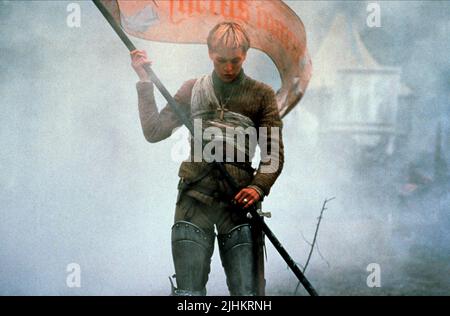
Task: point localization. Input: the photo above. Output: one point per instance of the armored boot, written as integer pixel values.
(192, 249)
(238, 260)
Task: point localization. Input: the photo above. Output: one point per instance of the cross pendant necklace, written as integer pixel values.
(222, 105)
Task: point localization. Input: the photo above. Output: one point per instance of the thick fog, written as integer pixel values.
(80, 184)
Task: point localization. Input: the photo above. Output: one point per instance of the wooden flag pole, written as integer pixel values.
(176, 108)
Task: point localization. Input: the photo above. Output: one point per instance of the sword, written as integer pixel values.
(252, 211)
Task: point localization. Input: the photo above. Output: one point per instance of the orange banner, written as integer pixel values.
(272, 26)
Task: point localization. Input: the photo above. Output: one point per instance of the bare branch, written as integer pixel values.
(313, 244)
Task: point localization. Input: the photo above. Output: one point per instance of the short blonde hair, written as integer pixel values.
(228, 34)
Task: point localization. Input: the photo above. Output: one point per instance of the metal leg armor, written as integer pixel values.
(238, 259)
(192, 249)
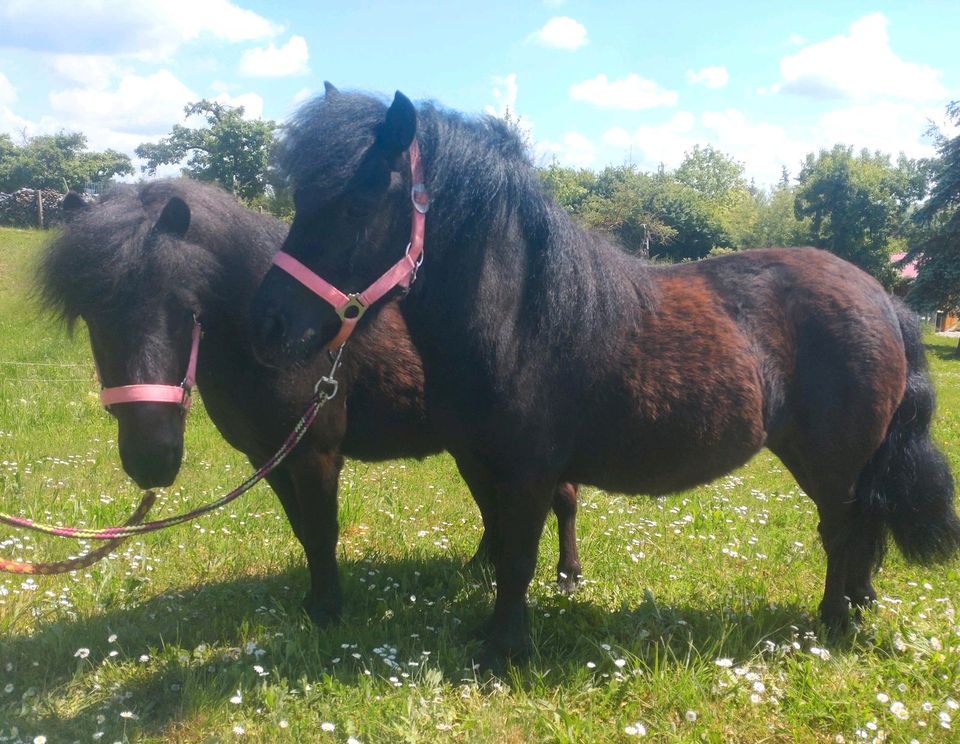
• • • •
Work to do. Output the records from the line containing "fog, written as integer pixel values." through the end of the records, inclusive, as a two-column CSV with the headers instruction and points. Give one row per instruction with its points, put each field in quotes, replace line breaks with spaces, and leave the pictures out.

Response to the exercise.
instruction,points
"Task: point localization. Input: the photo above. Output: one point per instance of the thick fog, written as integer pixel values.","(80, 184)"
"Task: point localization. Input: the photo above. Output: one point per instance of the wooden flag pole, written as integer pixel values.","(176, 108)"
"Task: point localization. Input: the photo above. Output: one point per instance of the sword, written as integer pixel values.","(252, 211)"
"Task: point localization. Input: the photo above. Output: one point per instance of the orange banner, written as integer pixel values.","(272, 26)"
"Task: point localization. Input: the photo above. Output: one point per instance of the bare branch, written as integer pixel values.","(313, 244)"
"Task: point localization. Input: the photo above. Output: one point per instance of the short blonde hair, written as integer pixel values.","(228, 34)"
"Task: point localization. Input: the photo above. Output: one point per instance of the metal leg armor, written as integer pixel values.","(238, 259) (192, 249)"